• [COMPITO DA SVOLGERE]:
Continua il testo sul referendum alla Fiat di Pomigliano, riprendendo dopo l'ultima frase riportata.

• [TESTO]:

----

Pomigliano non si piega, Pomigliano resiste!

Il referendum che si è tenuto ieri alla Fiat di Pomigliano è per i lavoratori, la sinistra, il sindacalismo di classe di questo paese uno splendido risultato. Una sconfitta certo, ma che ha visto quasi il 40% dei lavoratori (circa la metà degli operai) dire NO al ricatto della Fiat. Marchionne voleva il plebiscito ma il plebiscito non c’è stato.

La vittoria di Pirro di Marchionne

Non sfugge a nessuno che ora la Fiat potrebbe rimettere in discussione i suoi investimenti a Pomigliano. Questo i lavoratori lo sapevano perfettamente ed è per questo che anche tra quel 60% che ha votato SI tantissimi sono inferociti con l’azienda, hanno votato SI per paura o per ragioni tattiche (intanto mettano le linee, poi una volta fatto l’investimento si vedrà) ma non sono mai stati conquistati dalla propaganda padronale.

Marchionne lo sapeva ed è per questo che all’ultimo momento ha inserito le due clausole di “esigibilità” che dessero “garanzie” sulla cosiddetta applicabilità dell’accordo. Non a caso non si è accontentato delle firme di Fim, Uilm, Fismic e Ugl, ma voleva la resa della Fiom, che nonostante le enormi pressioni non c’è stata.

Hanno così puntato sul referendum, e l’obiettivo era il 90% di SI’. Volevano vincere per KO, annichilire la Fiom e ridurre alla condizione di schiavi i lavoratori prima di portare la Panda a Pomigliano. Ma gli è andata male.

La classe operaia di Pomigliano ha resistito e la manifestazione di sabato scorso dei capi e dei loro famigliari è stata un fallimento totale, uno squallido tentativo di ripetere la marcia dei 40mila del 1980 (per la verità anche allora non c’erano più di 5mila persone a manifestare per le piazze di Torino).

----

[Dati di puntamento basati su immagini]
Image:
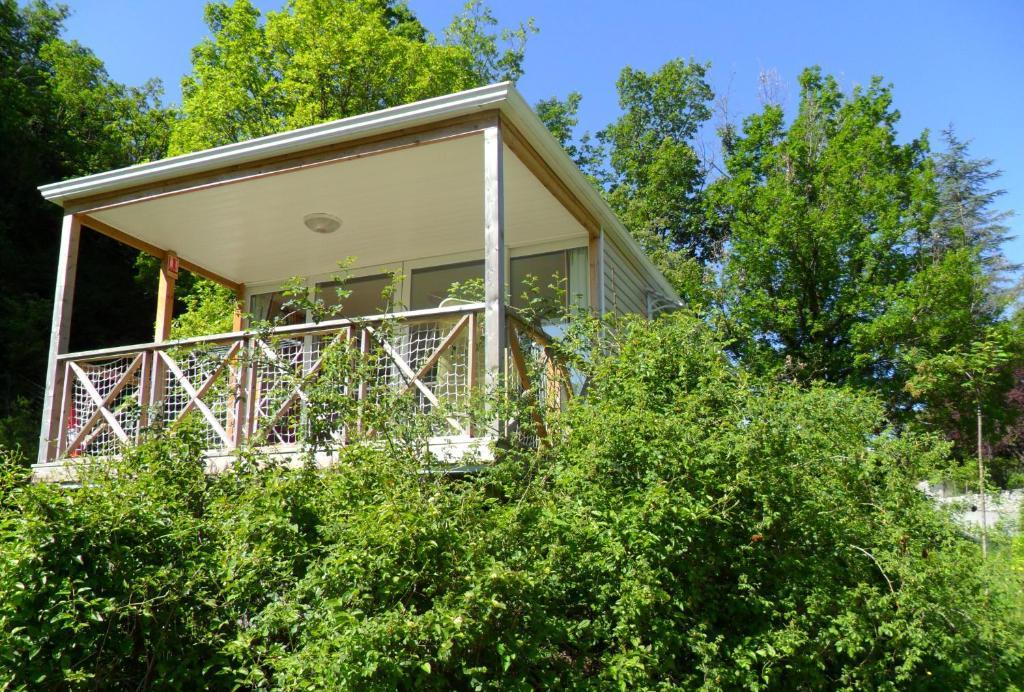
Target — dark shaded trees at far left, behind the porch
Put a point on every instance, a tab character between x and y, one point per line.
61	116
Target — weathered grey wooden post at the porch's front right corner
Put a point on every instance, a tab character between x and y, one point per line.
495	336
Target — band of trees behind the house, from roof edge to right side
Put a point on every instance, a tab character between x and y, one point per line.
824	250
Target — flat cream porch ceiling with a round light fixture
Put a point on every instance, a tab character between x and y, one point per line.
414	203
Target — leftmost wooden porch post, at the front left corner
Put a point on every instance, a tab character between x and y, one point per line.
64	297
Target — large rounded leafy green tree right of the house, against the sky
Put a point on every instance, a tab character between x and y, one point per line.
823	214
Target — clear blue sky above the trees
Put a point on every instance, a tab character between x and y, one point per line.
960	63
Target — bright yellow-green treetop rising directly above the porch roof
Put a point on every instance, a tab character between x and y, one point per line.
315	62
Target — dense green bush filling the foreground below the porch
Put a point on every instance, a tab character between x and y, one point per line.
688	527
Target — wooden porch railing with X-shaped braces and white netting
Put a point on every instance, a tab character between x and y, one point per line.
252	387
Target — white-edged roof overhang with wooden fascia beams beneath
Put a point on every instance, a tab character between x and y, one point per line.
87	194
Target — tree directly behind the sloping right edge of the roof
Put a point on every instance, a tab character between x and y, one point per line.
649	169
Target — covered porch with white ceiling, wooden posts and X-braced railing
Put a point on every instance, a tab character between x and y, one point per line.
457	191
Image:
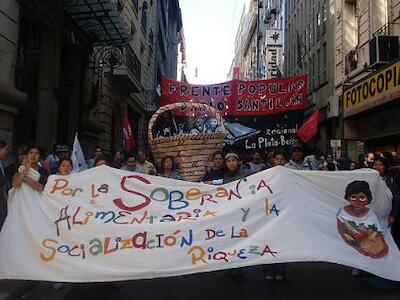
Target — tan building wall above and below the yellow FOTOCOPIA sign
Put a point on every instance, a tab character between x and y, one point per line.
356	24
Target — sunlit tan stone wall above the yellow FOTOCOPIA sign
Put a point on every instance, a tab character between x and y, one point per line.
357	22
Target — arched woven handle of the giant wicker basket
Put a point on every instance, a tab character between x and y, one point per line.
172	106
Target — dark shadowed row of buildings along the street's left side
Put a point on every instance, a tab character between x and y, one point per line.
81	66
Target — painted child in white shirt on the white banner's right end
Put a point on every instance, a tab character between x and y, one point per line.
358	225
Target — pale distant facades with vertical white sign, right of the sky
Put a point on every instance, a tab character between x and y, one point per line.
255	56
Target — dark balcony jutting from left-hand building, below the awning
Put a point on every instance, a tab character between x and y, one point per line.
128	75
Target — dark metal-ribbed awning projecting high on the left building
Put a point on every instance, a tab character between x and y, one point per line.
100	19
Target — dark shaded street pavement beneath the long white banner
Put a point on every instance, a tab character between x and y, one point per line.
305	281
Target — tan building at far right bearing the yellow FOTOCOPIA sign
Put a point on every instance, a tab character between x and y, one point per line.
366	65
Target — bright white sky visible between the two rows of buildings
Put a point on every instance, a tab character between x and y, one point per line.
210	28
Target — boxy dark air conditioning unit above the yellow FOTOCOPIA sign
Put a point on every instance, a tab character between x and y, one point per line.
383	49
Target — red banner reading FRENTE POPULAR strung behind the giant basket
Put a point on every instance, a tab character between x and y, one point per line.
241	98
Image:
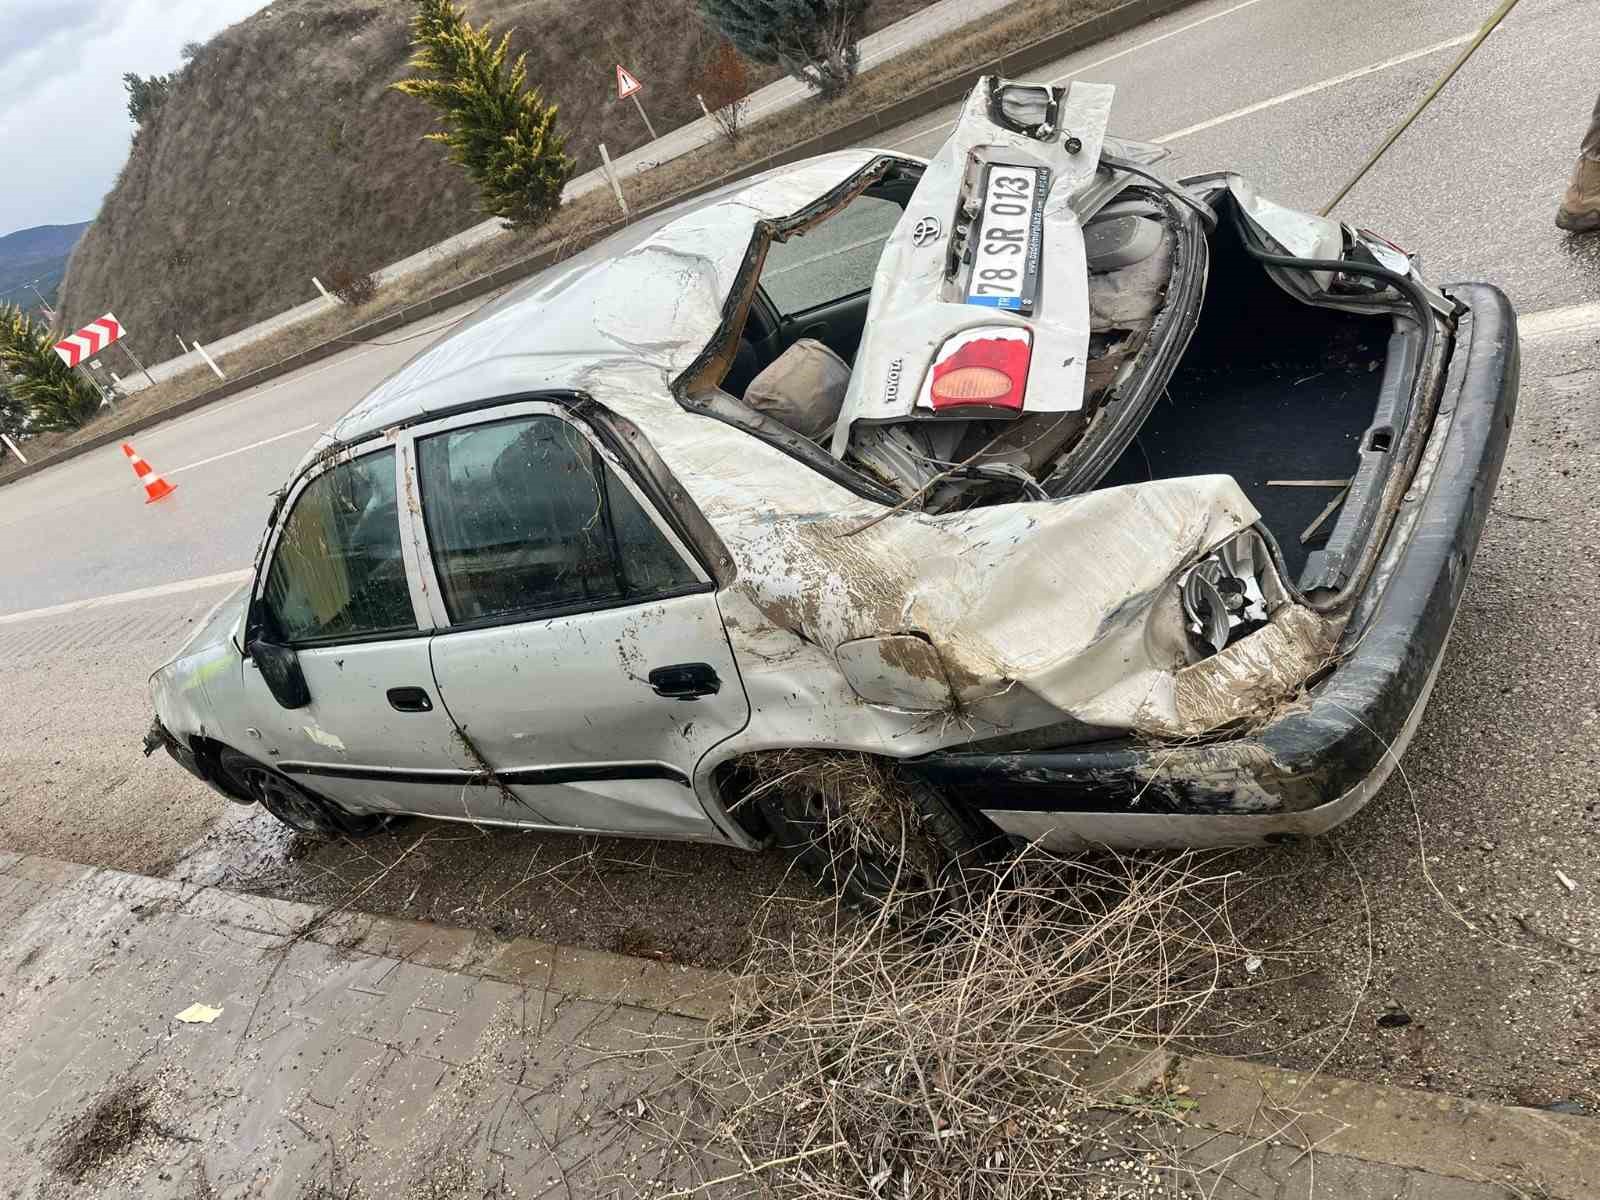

----

• [RISPOSTA ATTESA]:
Ma se quella manifestazione dell’80 segnava una sconfitta, che apriva un ciclo di arretramenti durato 30 anni, la lotta di Pomigliano oggi può rappresentare l’inizio di una riscossa che chiude quel ciclo per aprirne uno completamente nuovo.

La posta in gioco

Altro che modernità, come ha dichiarato quel pagliaccio di Sacconi, quello che volevano era tornare alle condizioni di lavoro dell’800.

Ma hanno avuto la loro risposta, non si tratta solo di dignità come molti a sinistra hanno osservato. Quello che abbiamo visto a Pomigliano è qualcosa di più, si tratta di coscienza di classe.

Sentire sulle proprie spalle la responsabilità di rappresentare gli interessi della propria classe, dare una risposta agli operai polacchi di Tichy (che recentemente gli avevano scritto una lettera che è circolata in rete) per dire che gli operai di Pomigliano non se ne infischiano di loro, come non sono insensibili al fatto che se la Fiat passa a Pomigliano, dal giorno dopo quell’accordo capestro sarebbe dilagato in tutto il gruppo e in tutte le fabbriche del paese, come già si sta tentando alla Indesit.

Poi c’è la fatica, che era già tanta con i ritmi attuali e che verrebbe intensificata proponendo delle metriche di lavoro, condannate persino dall’Ue e che vorremmo far provare a tanta bella gente come Sacconi, Veltroni e quei dirigenti del Pd che fanno appello al senso di responsabilità.

Per tutte queste ragioni i lavoratori si sono stretti attorno alla Fiom che non solo ha dovuto resistere alla pressione padronale e alla logica della competizione globale, ma ha dovuto contrastare anche le pressioni che venivano dall’interno dell’organizzazione, dai vertici della Cgil.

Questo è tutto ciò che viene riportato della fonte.